Dataset rows

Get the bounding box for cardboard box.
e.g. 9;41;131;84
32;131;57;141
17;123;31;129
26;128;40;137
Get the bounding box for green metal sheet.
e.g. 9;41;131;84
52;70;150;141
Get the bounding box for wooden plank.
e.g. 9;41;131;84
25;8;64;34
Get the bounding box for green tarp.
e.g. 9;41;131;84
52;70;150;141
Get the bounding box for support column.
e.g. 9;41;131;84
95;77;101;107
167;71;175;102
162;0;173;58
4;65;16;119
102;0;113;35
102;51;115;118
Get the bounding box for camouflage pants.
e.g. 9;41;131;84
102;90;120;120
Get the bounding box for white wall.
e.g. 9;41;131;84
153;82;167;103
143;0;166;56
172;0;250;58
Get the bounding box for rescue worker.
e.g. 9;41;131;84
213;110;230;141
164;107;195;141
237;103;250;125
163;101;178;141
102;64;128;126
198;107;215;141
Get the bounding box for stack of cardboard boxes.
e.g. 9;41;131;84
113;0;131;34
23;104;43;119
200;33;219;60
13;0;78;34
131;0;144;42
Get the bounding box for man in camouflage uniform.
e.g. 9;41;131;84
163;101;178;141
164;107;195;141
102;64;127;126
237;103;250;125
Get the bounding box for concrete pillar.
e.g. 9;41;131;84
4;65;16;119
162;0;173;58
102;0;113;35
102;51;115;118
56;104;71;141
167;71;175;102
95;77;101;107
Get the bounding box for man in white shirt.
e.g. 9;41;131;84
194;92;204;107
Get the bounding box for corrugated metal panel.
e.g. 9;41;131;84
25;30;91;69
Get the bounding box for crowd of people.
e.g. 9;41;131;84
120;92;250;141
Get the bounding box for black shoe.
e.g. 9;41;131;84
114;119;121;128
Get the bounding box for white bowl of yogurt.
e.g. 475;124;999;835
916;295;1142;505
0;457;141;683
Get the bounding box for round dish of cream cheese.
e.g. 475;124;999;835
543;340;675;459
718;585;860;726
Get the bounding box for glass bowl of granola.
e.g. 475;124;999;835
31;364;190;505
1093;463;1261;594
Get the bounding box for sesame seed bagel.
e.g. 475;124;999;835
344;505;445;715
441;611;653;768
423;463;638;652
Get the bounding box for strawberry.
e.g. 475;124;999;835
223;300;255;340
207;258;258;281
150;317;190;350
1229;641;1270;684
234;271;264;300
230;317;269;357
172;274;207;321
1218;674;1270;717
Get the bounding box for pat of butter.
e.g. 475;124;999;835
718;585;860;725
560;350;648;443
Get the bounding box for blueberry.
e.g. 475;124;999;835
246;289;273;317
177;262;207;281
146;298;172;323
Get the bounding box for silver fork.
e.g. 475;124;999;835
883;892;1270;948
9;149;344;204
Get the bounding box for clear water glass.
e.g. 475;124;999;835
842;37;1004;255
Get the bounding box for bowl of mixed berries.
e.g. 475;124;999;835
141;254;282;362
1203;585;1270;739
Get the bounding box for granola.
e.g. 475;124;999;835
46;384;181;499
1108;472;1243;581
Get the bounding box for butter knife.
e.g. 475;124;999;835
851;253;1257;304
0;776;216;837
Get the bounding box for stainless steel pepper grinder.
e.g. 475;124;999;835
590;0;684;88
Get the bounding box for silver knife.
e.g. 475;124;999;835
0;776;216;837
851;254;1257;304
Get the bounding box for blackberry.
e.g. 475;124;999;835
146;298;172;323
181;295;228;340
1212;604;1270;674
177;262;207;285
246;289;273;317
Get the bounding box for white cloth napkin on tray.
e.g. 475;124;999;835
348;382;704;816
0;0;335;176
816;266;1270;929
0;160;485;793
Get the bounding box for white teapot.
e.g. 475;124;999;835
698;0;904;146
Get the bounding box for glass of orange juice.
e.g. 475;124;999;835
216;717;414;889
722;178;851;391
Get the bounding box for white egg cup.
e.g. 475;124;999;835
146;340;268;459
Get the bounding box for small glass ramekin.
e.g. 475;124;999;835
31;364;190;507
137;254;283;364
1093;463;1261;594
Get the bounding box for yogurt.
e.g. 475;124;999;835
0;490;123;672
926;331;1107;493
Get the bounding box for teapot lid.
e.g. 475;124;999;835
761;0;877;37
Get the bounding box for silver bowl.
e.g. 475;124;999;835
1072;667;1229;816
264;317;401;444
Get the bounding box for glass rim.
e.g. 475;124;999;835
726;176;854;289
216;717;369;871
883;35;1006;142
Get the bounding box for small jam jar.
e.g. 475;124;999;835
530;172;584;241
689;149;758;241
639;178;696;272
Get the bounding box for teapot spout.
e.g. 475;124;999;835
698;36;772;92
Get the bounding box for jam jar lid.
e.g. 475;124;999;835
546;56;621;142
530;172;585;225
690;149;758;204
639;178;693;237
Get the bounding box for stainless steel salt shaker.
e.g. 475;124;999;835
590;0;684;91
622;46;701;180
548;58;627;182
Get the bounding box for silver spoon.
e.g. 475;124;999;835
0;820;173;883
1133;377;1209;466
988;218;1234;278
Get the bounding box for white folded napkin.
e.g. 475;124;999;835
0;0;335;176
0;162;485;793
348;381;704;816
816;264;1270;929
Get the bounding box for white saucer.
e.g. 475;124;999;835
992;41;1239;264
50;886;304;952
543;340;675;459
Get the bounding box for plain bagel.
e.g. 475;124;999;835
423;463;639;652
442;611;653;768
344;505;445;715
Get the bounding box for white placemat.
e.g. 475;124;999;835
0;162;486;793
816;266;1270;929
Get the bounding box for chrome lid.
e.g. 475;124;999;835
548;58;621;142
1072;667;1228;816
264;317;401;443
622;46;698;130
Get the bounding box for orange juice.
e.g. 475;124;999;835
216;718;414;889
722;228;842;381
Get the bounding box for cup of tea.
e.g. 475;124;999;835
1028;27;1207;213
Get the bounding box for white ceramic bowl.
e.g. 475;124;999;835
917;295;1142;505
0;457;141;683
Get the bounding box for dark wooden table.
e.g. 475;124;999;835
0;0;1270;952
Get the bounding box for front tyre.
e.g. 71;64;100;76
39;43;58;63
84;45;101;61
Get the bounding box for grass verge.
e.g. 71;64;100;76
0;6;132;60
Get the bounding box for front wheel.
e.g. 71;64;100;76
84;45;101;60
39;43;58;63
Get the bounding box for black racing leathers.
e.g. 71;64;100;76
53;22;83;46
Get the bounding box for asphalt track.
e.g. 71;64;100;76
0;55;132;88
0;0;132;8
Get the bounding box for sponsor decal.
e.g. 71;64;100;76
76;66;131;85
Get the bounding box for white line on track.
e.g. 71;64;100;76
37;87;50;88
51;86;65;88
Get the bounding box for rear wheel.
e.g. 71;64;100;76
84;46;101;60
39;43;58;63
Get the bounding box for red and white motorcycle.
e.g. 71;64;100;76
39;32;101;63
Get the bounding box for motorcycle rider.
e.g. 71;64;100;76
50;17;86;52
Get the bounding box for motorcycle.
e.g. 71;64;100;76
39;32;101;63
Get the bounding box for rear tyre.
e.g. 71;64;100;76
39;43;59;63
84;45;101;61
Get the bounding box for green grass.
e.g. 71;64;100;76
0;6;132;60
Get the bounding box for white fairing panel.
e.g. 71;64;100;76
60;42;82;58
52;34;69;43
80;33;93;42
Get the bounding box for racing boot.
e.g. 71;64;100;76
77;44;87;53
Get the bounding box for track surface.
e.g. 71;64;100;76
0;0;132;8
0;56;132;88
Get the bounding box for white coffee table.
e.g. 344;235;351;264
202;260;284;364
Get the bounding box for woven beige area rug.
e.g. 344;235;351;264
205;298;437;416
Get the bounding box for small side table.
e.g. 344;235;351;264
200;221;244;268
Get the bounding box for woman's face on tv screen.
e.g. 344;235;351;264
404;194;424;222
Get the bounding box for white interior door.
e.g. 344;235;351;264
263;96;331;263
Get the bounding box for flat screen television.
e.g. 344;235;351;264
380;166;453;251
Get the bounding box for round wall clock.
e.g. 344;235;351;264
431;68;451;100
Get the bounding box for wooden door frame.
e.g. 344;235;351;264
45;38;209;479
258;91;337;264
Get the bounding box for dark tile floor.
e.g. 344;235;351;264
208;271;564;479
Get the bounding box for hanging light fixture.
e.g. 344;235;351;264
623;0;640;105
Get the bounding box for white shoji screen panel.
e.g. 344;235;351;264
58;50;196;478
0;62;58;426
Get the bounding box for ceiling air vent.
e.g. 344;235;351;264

▸ AIM OF THE TASK:
Report every line in the listing above that contains the word "camouflage", copying each line in full.

▸ FULL SOLUTION:
Get the bounding box for camouflage pants.
Get the bounding box for man in camouflage uniform.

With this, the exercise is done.